PROBLEM REQUIREMENTS
For this exercise, print the records below verbatim.

**********

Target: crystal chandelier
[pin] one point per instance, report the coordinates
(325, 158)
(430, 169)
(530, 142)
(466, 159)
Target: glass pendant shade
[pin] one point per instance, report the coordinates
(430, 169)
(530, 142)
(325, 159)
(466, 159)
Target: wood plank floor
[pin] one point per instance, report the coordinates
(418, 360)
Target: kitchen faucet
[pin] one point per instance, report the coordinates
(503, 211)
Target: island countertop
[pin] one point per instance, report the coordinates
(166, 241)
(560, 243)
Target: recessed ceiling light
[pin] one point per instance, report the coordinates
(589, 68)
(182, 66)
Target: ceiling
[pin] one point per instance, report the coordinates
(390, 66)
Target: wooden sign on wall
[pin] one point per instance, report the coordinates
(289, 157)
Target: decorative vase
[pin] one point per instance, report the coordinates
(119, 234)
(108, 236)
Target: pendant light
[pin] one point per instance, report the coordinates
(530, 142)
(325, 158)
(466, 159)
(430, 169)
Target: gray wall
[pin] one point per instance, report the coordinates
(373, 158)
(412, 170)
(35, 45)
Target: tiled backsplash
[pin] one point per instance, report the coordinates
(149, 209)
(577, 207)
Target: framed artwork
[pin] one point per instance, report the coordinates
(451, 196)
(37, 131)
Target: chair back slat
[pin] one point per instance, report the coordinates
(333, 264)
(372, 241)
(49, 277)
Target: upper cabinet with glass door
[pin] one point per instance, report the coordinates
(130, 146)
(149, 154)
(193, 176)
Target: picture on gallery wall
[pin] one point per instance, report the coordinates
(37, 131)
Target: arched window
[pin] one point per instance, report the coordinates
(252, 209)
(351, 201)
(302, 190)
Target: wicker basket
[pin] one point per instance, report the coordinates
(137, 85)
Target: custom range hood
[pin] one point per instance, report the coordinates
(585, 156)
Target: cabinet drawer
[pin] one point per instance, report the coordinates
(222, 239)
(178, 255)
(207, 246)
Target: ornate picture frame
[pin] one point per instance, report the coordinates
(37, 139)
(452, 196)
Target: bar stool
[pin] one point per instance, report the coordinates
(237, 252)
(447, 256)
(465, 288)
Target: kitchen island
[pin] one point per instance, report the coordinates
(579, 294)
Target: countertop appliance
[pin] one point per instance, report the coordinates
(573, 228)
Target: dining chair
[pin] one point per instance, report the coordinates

**********

ANSWER BOX
Target: crystal chandelier
[pin] one point per instance, report the coordinates
(325, 158)
(430, 169)
(530, 142)
(466, 159)
Target: glass pendant shade
[pin] one point per instance, report the coordinates
(430, 169)
(530, 142)
(325, 159)
(466, 159)
Target: wood plank floor
[pin] one point per instance, report the coordinates
(418, 360)
Target: kitchen faucet
[pin] one point per instance, report the coordinates
(503, 211)
Target: island countertop
[pin] one point per instance, report the coordinates
(166, 241)
(560, 243)
Target: recessed ceiling light
[pin] one point per instance, report the coordinates
(589, 68)
(182, 66)
Target: ceiling
[pin] one point per instance, report the coordinates
(390, 66)
Target: wooden sign on wall
[pin] one point per instance, report the coordinates
(289, 157)
Target: decorative vase
[pin] one point per instance, report the coordinates
(119, 234)
(108, 236)
Target: pendant light
[pin] one point per instance, report the coordinates
(530, 142)
(325, 158)
(466, 159)
(430, 169)
Target: gray wall
[pin] one point per instance, report the coordinates
(373, 158)
(412, 170)
(35, 45)
Target: tiled backsplash
[pin] one point per instance, report the coordinates
(149, 209)
(577, 207)
Target: framed artwork
[pin] one point per instance, report the coordinates
(451, 196)
(37, 131)
Target: chair back slat
[pin] one point per instance, report the coordinates
(333, 264)
(372, 241)
(49, 277)
Target: upper cabinet with glass door
[pin] one point per instance, report the coordinates
(130, 146)
(149, 154)
(193, 176)
Target: picture on gallery wall
[pin] one point per instance, report the coordinates
(37, 131)
Target: arched window
[pin] one point per instance, report the coordinates
(252, 209)
(351, 201)
(302, 190)
Target: wicker basket
[pin] one point per instance, report the coordinates
(137, 85)
Target: custom range hood
[pin] one point per instance, report the coordinates
(585, 156)
Target: cabinet drawer
[pin] one point per instance, report the coordinates
(222, 239)
(178, 255)
(207, 246)
Target: ornate picture frame
[pin] one point per instance, report the coordinates
(37, 139)
(452, 196)
Target: bar stool
[pin] one point per instance, report the coordinates
(237, 252)
(447, 256)
(465, 288)
Target: kitchen island
[pin] one point per instance, report the coordinates
(579, 294)
Target: countertop appliance
[pin] one point per instance, report the coordinates
(573, 228)
Target: dining chair
[pin] one point per instance, report the coordinates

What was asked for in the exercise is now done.